— LISTE DES CONSIGNES —
A. Relevez les formes de travail radiophonique que le portrait d'Aline Pailler attribue à son œuvre.
B. Poursuivez le portrait d'Aline Pailler après sa dernière phrase.

— TEXTE FOURNI —
Aline Pailler est journaliste de radio, de télévision et de presse écrite, écrivaine, et femme politique. Son œuvre radiophonique comprend de nombreux documentaires sonores, des émissions hebdomadaires, des chroniques et des débats. Portrait de la lauréate du Prix de l’ensemble de l’œuvre radiophonique de la Scam 2024.

Auditeur, c’est la voix d’Aline Pailler qui d’abord m’a attrapé au vol. Son accent du sud chante, virevolte et met sa part d’ombre et de lumière sur une femme dont la voix portera ses engagements. Sur Radio Bleue, au mitan des années 80, co-animant une série d’émissions sur la chanson avec Maxime Le Forestier, Aline Pailler déclare L’accent donne le charme. D’emblée le ton est donné. Et, plus encore que la voix, Aline me confiera que la voix c’est aussi la bouche, les lèvres, la langue. Poser sa voix sur la terre c’est s’ancrer. Une voix trempée c’est un engagement du corps tout entier. Quand une voix trop neutre, insipide, sortie du bout des lèvres manque d’incarnation. Son accent du sud est un volume, une couleur, sa marque de fabrique, son identité pleine et entière.

— MATÉRIEL SOURCE —
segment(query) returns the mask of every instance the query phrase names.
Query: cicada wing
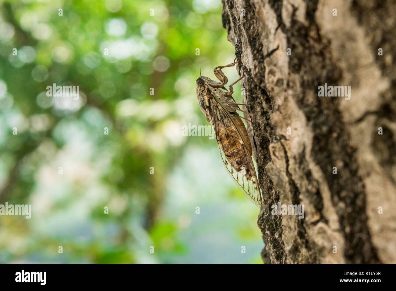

— RÉPONSES —
A. Documentaires sonores, émissions hebdomadaires, chroniques, débats.

B.
Aline Pailler, dès ses débuts en 1981, comme journaliste à la radio publique, se révèle avoir dans les tripes et le cœur le goût des autres. Ce goût-là sera son leitmotiv’ tout au long de sa carrière à la radio comme à la télévision. À ça elle précise C’est ma vie. Les autres m’ont sauvée. Ces autres, ces femmes et ces hommes, ces femmes surtout dont elle n’a eu de cesse de les mettre en avant, de les défendre et de les accompagner dans leurs combats féministes et universels. Aline montre d’emblée plus d’attentions et d’élans à la singularité qu’à la globalité-généralité. La singularité m’intéresse aussi quand elle est prête à donner à ma propre singularité. J’aime m’ouvrir pour ressentir la singularité de l’autre, avec sincérité et empathie. Cette sincérité brute qui sera une autre de ses marques de fabrique.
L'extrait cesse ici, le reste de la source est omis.